Start of PASSAGE

2008 Data Breach Total Soars – ITRC Reports 47% Increase over 2007

By , January 5, 2009 6:54 pm

The Identity Theft Resource Center (“ITRC”) issued its end of year press release today. Not surprisingly, the number of breaches reported in 2008 was up significantly from 2007, with their counter hitting 656 U.S. breaches for the year, an increase of 47% over last year’s total of 446 breaches in their database.  Some of the reported increase may be due to states implementing new reporting requirements, and some may be due to the Maryland Attorney General’s office making its central registry of breach reports available online, but even after taking the latter into account, there is still a significant increase from 2007 to 2008.

According to the ITRC’s analyses, the financial, banking and credit industries

have remained the most proactive groups in terms of data protection over all three years. The Government/Military category has dropped nearly 50% since 2006, moving from the highest number of breaches to the third highest.

End of PASSAGE

### [REQUIRED ACTIONS]
• a. List every year mentioned in the data breach report.
• b. Rewrite the data breach report between "By , January" and "2007 to 2008.", inclusive, substituting "Virginia" for "Maryland".

Start of RECORDS PROVIDED

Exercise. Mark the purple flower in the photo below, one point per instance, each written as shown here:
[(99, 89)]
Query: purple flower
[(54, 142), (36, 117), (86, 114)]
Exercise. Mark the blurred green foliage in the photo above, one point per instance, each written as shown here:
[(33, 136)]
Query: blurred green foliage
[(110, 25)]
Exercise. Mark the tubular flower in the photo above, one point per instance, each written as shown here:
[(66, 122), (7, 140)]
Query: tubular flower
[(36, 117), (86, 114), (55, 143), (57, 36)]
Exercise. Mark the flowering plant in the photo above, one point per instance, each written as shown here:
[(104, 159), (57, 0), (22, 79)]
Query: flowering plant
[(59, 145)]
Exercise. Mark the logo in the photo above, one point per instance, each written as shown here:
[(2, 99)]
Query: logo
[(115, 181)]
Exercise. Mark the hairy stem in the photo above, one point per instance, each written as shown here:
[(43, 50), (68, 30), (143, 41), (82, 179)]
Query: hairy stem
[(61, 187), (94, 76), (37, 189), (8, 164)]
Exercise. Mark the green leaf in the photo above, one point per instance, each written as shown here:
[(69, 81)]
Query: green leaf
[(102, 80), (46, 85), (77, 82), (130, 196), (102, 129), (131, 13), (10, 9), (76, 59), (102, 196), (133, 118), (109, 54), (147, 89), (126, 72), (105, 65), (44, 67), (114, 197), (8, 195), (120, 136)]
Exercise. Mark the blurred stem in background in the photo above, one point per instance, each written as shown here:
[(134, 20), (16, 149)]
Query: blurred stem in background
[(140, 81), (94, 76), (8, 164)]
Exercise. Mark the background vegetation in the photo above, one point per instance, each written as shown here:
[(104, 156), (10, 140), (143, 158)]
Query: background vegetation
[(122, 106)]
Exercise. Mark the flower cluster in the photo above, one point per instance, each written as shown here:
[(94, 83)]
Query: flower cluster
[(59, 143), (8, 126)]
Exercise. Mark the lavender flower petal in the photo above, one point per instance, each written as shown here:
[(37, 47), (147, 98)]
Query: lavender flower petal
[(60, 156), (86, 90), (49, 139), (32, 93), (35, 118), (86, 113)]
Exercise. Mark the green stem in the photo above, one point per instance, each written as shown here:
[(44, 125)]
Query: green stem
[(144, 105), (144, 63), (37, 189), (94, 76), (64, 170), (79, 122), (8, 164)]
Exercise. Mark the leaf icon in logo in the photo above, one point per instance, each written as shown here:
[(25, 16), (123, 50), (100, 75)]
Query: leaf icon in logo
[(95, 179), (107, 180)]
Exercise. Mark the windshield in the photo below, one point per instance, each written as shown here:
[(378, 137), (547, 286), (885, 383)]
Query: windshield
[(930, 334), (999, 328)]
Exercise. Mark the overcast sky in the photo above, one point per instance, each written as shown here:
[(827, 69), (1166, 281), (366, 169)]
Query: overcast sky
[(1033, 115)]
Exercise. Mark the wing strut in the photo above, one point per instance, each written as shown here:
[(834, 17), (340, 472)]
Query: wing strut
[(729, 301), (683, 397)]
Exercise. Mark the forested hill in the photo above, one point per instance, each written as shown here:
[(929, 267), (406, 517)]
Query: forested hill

End of RECORDS PROVIDED

### [REPLIES]
• a. 2006, 2007, 2008, 2009

• b.
By , January 5, 2009 6:54 pm

The Identity Theft Resource Center (“ITRC”) issued its end of year press release today. Not surprisingly, the number of breaches reported in 2008 was up significantly from 2007, with their counter hitting 656 U.S. breaches for the year, an increase of 47% over last year’s total of 446 breaches in their database.  Some of the reported increase may be due to states implementing new reporting requirements, and some may be due to the Virginia Attorney General’s office making its central registry of breach reports available online, but even after taking the latter into account, there is still a significant increase from 2007 to 2008.